Return exactly the span of lines that opens with the line containing "find the dark hair" and closes with the last line of the data, inclusive.

Object position labeling entries:
▬▬▬▬▬▬▬▬▬▬
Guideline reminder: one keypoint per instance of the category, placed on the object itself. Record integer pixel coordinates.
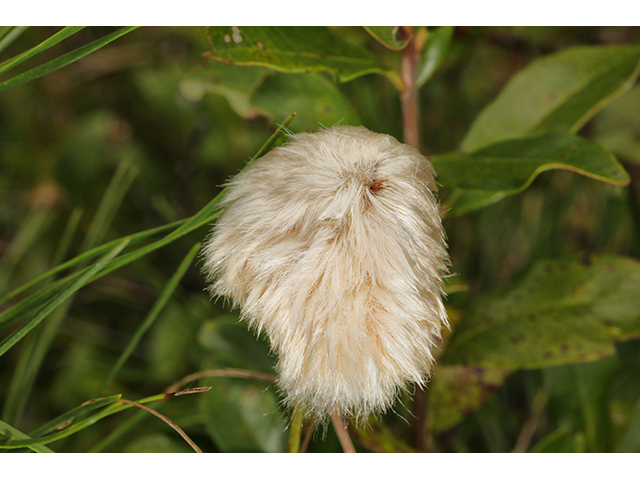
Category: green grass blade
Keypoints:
(203, 217)
(11, 432)
(135, 238)
(37, 345)
(151, 317)
(29, 232)
(67, 236)
(49, 42)
(9, 34)
(111, 409)
(64, 60)
(110, 203)
(65, 418)
(85, 278)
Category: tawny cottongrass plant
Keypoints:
(333, 245)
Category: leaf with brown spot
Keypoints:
(562, 312)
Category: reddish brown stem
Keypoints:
(409, 94)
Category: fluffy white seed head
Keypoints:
(333, 245)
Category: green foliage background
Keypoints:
(107, 133)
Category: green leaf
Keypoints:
(151, 317)
(244, 416)
(49, 42)
(456, 391)
(8, 35)
(293, 50)
(209, 212)
(65, 59)
(558, 92)
(509, 167)
(57, 426)
(7, 430)
(617, 126)
(580, 396)
(388, 36)
(240, 415)
(316, 99)
(235, 84)
(47, 308)
(434, 51)
(562, 312)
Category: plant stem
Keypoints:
(410, 119)
(409, 94)
(295, 430)
(343, 434)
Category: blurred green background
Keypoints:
(172, 126)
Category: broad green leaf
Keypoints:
(317, 100)
(456, 391)
(579, 395)
(433, 52)
(562, 312)
(64, 60)
(236, 84)
(558, 92)
(630, 440)
(388, 36)
(561, 440)
(617, 126)
(508, 167)
(244, 416)
(293, 50)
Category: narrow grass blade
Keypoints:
(85, 278)
(110, 203)
(9, 35)
(203, 217)
(151, 317)
(64, 60)
(115, 406)
(36, 346)
(29, 232)
(11, 432)
(59, 422)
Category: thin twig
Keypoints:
(295, 430)
(409, 94)
(168, 421)
(343, 434)
(222, 372)
(308, 435)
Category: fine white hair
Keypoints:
(333, 245)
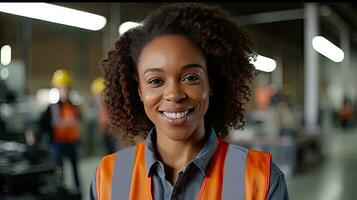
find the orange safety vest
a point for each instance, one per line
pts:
(65, 123)
(256, 176)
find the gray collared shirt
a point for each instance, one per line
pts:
(189, 180)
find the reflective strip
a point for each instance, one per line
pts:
(140, 187)
(104, 177)
(257, 175)
(122, 173)
(55, 114)
(234, 174)
(211, 188)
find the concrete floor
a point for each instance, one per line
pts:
(334, 178)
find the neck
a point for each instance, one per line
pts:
(176, 154)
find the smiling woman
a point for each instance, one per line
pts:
(180, 79)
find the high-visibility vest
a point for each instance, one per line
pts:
(230, 169)
(65, 123)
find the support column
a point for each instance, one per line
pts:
(311, 71)
(112, 32)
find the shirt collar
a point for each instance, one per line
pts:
(201, 160)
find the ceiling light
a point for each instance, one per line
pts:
(327, 48)
(264, 64)
(56, 14)
(5, 54)
(124, 27)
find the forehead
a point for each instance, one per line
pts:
(167, 50)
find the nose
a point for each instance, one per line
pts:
(174, 93)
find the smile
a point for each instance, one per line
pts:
(177, 117)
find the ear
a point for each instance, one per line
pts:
(139, 90)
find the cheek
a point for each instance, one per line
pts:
(200, 95)
(149, 98)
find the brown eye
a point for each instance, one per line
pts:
(191, 78)
(154, 82)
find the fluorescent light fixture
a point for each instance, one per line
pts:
(56, 14)
(327, 48)
(53, 95)
(4, 73)
(5, 54)
(124, 27)
(264, 64)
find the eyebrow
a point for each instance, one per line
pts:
(158, 69)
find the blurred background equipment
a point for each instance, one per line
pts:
(303, 106)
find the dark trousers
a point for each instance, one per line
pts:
(61, 151)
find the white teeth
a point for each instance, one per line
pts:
(176, 115)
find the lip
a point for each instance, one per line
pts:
(176, 110)
(176, 122)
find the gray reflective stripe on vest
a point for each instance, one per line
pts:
(123, 166)
(233, 187)
(234, 173)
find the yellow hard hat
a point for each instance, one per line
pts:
(97, 86)
(61, 78)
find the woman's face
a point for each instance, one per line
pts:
(174, 86)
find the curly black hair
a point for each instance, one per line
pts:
(227, 49)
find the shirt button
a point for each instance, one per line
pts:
(179, 189)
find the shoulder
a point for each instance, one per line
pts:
(277, 185)
(236, 149)
(276, 174)
(121, 154)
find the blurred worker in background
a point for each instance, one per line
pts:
(345, 113)
(61, 120)
(97, 88)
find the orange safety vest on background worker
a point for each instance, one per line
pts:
(216, 185)
(65, 123)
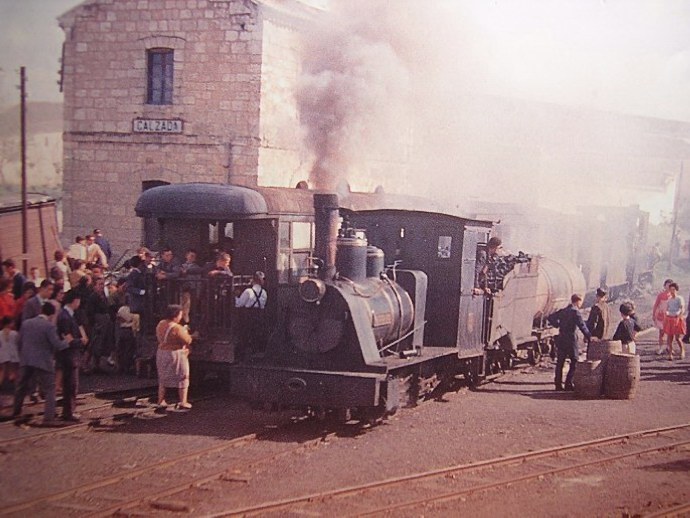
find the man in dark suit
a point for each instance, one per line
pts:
(568, 321)
(38, 343)
(70, 358)
(15, 276)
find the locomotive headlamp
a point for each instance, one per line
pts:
(312, 290)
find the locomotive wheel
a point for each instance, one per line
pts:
(534, 354)
(342, 415)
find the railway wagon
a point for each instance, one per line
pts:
(360, 339)
(608, 244)
(373, 299)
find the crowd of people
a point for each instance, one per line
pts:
(667, 313)
(81, 319)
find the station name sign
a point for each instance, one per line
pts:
(157, 126)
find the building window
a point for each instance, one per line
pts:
(160, 76)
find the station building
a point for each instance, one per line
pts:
(169, 91)
(172, 91)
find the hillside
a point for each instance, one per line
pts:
(41, 117)
(44, 146)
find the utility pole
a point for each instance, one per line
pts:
(22, 118)
(676, 202)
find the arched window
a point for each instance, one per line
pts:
(159, 63)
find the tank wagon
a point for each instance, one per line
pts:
(362, 339)
(372, 299)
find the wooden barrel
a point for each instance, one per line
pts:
(622, 376)
(588, 380)
(602, 349)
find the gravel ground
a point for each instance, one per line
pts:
(518, 412)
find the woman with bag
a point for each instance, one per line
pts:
(172, 356)
(674, 325)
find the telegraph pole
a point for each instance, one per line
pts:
(22, 118)
(676, 202)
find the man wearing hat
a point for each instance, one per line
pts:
(484, 259)
(252, 302)
(103, 243)
(599, 316)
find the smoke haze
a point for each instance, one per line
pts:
(503, 101)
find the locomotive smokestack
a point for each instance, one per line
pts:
(326, 217)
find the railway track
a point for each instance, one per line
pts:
(416, 492)
(92, 407)
(146, 485)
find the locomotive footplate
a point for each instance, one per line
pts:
(299, 388)
(295, 388)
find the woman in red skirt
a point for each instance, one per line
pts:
(674, 325)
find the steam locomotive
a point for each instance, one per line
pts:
(372, 298)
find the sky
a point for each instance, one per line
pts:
(627, 56)
(623, 56)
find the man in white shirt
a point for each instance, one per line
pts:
(255, 296)
(252, 301)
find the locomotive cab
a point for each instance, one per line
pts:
(262, 231)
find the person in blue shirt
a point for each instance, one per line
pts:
(568, 320)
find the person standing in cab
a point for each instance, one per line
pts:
(252, 325)
(485, 258)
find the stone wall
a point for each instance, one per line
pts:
(216, 94)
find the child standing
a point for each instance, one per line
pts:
(627, 329)
(674, 325)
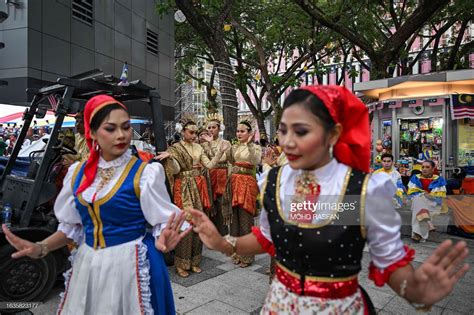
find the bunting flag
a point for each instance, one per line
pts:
(124, 75)
(436, 101)
(415, 103)
(425, 63)
(332, 75)
(462, 106)
(394, 104)
(53, 101)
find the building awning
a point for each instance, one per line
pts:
(419, 85)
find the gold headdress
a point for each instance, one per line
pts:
(187, 121)
(215, 118)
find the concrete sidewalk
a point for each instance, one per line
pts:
(223, 288)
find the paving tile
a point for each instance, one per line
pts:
(240, 288)
(186, 300)
(398, 306)
(453, 312)
(228, 266)
(214, 255)
(256, 312)
(378, 298)
(216, 307)
(209, 271)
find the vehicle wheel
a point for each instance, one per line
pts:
(25, 279)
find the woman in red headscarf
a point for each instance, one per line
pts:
(104, 206)
(320, 210)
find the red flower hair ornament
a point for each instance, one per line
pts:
(93, 106)
(353, 145)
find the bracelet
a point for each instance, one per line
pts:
(232, 241)
(44, 249)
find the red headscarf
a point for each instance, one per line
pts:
(353, 146)
(93, 106)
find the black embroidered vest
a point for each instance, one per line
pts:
(332, 249)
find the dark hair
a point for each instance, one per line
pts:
(313, 103)
(246, 124)
(387, 155)
(102, 114)
(432, 163)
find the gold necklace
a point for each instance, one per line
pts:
(106, 175)
(239, 148)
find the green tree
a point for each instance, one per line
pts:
(380, 29)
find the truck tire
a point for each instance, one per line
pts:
(25, 279)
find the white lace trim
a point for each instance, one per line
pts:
(74, 232)
(143, 277)
(67, 278)
(121, 160)
(119, 163)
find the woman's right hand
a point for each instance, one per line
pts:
(207, 230)
(23, 247)
(269, 157)
(162, 155)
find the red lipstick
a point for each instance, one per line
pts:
(292, 157)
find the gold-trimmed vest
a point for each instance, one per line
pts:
(331, 249)
(117, 217)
▬▬▬▬▬▬▬▬▬▬
● **Task answer**:
find the dark hair
a point for each instance, one per line
pts:
(313, 103)
(246, 124)
(387, 155)
(102, 114)
(432, 163)
find the gold necklace
a point for each instance, one per line
pts:
(106, 175)
(239, 148)
find the green tree
a point for each instance, one per line
pts:
(380, 29)
find the truck tire
a point for each instance, one per line
pts:
(25, 279)
find the white lace trim
a point for each instance, one per line
pts:
(74, 232)
(143, 277)
(67, 278)
(121, 160)
(119, 163)
find the woman's right hand
a point for each instance, one per line
pts:
(207, 230)
(23, 247)
(269, 157)
(162, 155)
find the red lipstick
a point for each instance, one per line
pts:
(292, 157)
find the gold-trimmed vest
a point for each instance, one per line
pts:
(331, 249)
(117, 217)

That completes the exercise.